--- Directions for this task ---
Repeat each record below exactly as given.
──────── Raw records
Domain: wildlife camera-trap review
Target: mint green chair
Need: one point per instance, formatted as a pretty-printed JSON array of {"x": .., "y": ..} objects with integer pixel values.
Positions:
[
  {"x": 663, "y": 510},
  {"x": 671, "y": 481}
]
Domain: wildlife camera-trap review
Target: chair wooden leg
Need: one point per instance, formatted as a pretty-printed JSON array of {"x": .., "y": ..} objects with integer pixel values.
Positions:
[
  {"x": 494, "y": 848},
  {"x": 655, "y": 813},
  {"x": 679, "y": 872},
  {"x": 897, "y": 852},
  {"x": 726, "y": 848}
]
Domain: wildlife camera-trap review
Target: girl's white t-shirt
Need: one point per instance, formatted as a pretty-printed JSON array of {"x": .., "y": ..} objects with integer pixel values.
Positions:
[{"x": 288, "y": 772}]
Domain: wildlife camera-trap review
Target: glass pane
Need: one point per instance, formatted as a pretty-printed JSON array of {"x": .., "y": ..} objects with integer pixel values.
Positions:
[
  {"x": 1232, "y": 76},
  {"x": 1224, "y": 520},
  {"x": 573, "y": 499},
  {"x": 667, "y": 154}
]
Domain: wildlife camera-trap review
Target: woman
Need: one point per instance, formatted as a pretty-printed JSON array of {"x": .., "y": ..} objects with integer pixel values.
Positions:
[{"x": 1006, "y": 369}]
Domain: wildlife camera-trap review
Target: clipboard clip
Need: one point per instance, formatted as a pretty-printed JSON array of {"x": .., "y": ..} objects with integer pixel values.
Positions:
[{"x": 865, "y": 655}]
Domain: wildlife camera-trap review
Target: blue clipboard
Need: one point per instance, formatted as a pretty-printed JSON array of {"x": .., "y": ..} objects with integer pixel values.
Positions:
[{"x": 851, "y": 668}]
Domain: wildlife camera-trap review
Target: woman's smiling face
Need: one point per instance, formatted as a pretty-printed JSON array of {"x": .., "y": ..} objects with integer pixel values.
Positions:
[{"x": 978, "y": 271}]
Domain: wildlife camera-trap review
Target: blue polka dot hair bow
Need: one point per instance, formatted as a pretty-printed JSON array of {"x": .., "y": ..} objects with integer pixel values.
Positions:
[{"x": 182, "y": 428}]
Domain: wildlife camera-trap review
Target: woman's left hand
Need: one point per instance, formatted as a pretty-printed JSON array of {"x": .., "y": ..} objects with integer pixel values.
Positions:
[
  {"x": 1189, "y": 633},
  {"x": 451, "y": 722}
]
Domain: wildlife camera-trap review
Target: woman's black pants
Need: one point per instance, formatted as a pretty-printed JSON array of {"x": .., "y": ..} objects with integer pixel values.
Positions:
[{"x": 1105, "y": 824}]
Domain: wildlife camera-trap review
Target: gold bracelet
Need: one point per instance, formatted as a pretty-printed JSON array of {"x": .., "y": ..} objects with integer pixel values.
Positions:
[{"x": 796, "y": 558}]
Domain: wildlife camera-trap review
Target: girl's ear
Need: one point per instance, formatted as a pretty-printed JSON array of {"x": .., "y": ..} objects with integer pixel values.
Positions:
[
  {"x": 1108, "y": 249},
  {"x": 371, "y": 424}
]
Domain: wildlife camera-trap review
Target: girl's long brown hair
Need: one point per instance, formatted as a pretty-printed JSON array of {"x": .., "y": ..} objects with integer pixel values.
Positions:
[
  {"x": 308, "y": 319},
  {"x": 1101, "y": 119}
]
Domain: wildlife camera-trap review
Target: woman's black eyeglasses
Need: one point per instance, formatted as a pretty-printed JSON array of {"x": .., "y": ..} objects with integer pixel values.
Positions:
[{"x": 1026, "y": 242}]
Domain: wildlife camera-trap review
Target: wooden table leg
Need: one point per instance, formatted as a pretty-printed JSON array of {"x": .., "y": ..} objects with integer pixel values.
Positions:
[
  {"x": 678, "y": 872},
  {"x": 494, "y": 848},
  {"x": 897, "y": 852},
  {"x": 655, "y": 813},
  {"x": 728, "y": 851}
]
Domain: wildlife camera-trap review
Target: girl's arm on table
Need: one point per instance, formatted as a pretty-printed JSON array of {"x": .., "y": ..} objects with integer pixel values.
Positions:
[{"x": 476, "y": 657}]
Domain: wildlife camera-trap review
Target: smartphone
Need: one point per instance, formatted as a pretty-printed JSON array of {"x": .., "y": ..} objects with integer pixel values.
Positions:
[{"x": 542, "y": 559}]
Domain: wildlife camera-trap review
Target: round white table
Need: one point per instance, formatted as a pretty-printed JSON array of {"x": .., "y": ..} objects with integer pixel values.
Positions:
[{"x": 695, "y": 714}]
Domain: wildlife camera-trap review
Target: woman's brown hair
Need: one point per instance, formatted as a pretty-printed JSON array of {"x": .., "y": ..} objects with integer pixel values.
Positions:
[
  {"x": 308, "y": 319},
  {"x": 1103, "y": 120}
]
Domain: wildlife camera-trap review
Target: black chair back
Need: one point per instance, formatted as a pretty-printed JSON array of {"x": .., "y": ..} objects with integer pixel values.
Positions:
────────────────
--- Expected answer ---
Domain: wildlife camera-trap review
Target: mint green chair
Need: one point per instance, formatted as a pretty-printed JSON array of {"x": .., "y": ..} objects with integer pixel values.
Positions:
[
  {"x": 663, "y": 510},
  {"x": 671, "y": 481}
]
Domain: wildlife camera-trap review
Target: chair wooden leg
Need: one point per instance, formatted as a pretty-printed JSON array of {"x": .., "y": ..} objects with integer pixel values.
Positions:
[
  {"x": 494, "y": 848},
  {"x": 655, "y": 813},
  {"x": 679, "y": 872},
  {"x": 897, "y": 852},
  {"x": 726, "y": 848}
]
Domain: wildlife camera-trap review
Target: girl's white t-shirt
Need: one point per instance, formatted as a pretty-printed JSON array of {"x": .., "y": ..} objects with integer pixel values.
Positions:
[{"x": 288, "y": 772}]
Domain: wildlife camera-trap review
Target: glass pane
Need: one point per instance, formatted as a pretty-printed JSON array of {"x": .., "y": ..} objects with integer pixel values.
Positions:
[
  {"x": 1232, "y": 76},
  {"x": 1224, "y": 520},
  {"x": 573, "y": 499},
  {"x": 667, "y": 154}
]
Domain: wildlife camera-trap review
Target: woman
Need: one point per instance, formatted as a pretty-printed JSON array of {"x": .., "y": ..} objects with integer pixel values.
Positions:
[{"x": 1006, "y": 369}]
Domain: wildlife camera-trap review
Target: clipboard clip
Need: one point per instance, formatted as a pretty-printed JSON array of {"x": .., "y": ..} objects with integer pixel values.
Positions:
[{"x": 865, "y": 655}]
Domain: wildlife camera-trap review
Target: blue clipboard
Need: one point per instance, formatted as a pretty-printed JSON array of {"x": .., "y": ..} objects with integer pixel values.
Positions:
[{"x": 851, "y": 668}]
Domain: wildlife camera-trap review
Target: woman's smiling face
Need: one point per instance, formatted as a pretty-printed JSON array of {"x": .., "y": ..} objects with integer pixel values.
Positions:
[{"x": 978, "y": 271}]
Domain: wildlife camera-trap review
Target: blue polka dot hair bow
Need: one point per instance, formatted as a pretty-printed JSON array of {"x": .., "y": ..} objects with integer pixel values.
Positions:
[{"x": 182, "y": 428}]
Domain: wildlife camera-trap review
Target: woman's left hand
Need: one point per instance, formatted as a pretty-printed JSON array of {"x": .., "y": ..} objects with integer pixel values.
Positions:
[
  {"x": 1189, "y": 633},
  {"x": 451, "y": 722}
]
Domain: wildlife camera-trap review
Target: woman's black pants
Need: one point per instance, formatted as a pretty-printed JSON array of {"x": .., "y": ..} objects with integer pixel values.
Positions:
[{"x": 1105, "y": 824}]
Domain: wildlife camera-trap review
Target: gold bracelet
Need: one point per instance, formatted as a pretty-printed JSON array of {"x": .., "y": ..} objects with integer pixel values.
Positions:
[{"x": 796, "y": 558}]
Domain: wildlife camera-trap review
Target: girl's ear
Need: one point per instance, formatted as a pretty-printed JSON array of {"x": .., "y": ..} objects with integer pixel values.
Positions:
[
  {"x": 1108, "y": 249},
  {"x": 371, "y": 424}
]
Domain: wildlife camera-trap review
Target: girl's long brown hair
Need: one point per instance, formatted as a pretty-printed JSON array of {"x": .., "y": ..} objects with integer pixel values.
Positions:
[
  {"x": 308, "y": 319},
  {"x": 1101, "y": 119}
]
Domain: wildlife camera-trap review
Target: woman's black eyeglasses
Need: one point per instance, formatted as a pretty-printed JSON array of {"x": .., "y": ..} objects with integer pixel values.
Positions:
[{"x": 1026, "y": 242}]
Domain: wildlife camera-trap review
Target: wooden table leg
Need: one point per instance, formatted as a pretty-printed JSON array of {"x": .., "y": ..} objects with integer pixel values.
Positions:
[
  {"x": 678, "y": 872},
  {"x": 494, "y": 848},
  {"x": 897, "y": 852},
  {"x": 655, "y": 813},
  {"x": 728, "y": 851}
]
Domain: wildlife camera-trap review
Target: girl's arm on table
Need: one point per instance, formatted as a pretty-printed JSON array of {"x": .., "y": ..} objects with integer pixel values.
Positions:
[{"x": 476, "y": 657}]
Domain: wildlife camera-trap review
Target: smartphone
Need: one point per instance, formatted as a pretty-printed JSON array of {"x": .., "y": ..} objects with integer pixel values.
Positions:
[{"x": 542, "y": 559}]
Domain: wildlife camera-trap review
Target: round white table
Need: one point per instance, formatted as a pretty-printed JSON array of {"x": .., "y": ..} objects with integer pixel values.
Positions:
[{"x": 695, "y": 714}]
Domain: wildlife camera-trap review
Target: woman's brown hair
Need: one point per instance, formatted as a pretty-printed JSON array of {"x": .., "y": ..} objects with integer pixel values.
Positions:
[
  {"x": 308, "y": 319},
  {"x": 1103, "y": 120}
]
Domain: wildlife camera-trap review
Target: black chair back
Need: one point per instance, formatted as a pretty-printed JSON array of {"x": .., "y": ..} objects with integer pixel values.
Positions:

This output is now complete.